> [Exercise brief]
Repeat the material verbatim. Images are excluded from the copy.

══ Stored records

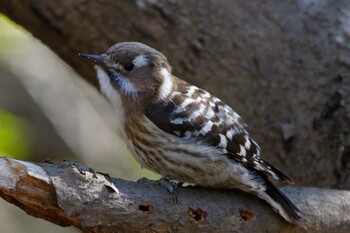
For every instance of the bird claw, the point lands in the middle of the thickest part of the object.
(170, 185)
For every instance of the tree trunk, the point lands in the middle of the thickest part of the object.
(282, 65)
(71, 194)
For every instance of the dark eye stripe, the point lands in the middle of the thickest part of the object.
(129, 66)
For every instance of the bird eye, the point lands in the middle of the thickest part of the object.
(129, 67)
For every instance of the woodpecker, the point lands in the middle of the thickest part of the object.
(183, 132)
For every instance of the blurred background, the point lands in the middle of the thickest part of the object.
(48, 112)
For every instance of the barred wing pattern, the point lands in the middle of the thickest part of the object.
(192, 113)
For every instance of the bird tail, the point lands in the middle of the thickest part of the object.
(282, 204)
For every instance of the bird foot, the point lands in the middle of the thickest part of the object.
(170, 184)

════

> [Answer to this exercise]
For every instance of the bird claw, the point lands in the middle of the thickest part of the object.
(170, 185)
For every instance of the tree trunk, the point lands in the middle of the thickest part of the object.
(282, 65)
(71, 194)
For every instance of the dark eye stripe, the point lands in the middle of the thickest part of the object.
(129, 66)
For every instance of the bird eye, the point lands in the middle of the thickest part of the object.
(129, 67)
For every instance of the woodpecker, the point lands in the middle of the thickest part of the object.
(183, 132)
For every instance of the blurred background, the point lands in the middle of the thickest part of the object.
(48, 112)
For every instance of the barred wing pattern, the point lands in the middle of the thickest part of the object.
(192, 113)
For every instance of the bird tail, the point lands in the middle of the thickest part of the object.
(282, 204)
For every instance of the bird foot, the point lands in the middle of the thickest part of the object.
(170, 184)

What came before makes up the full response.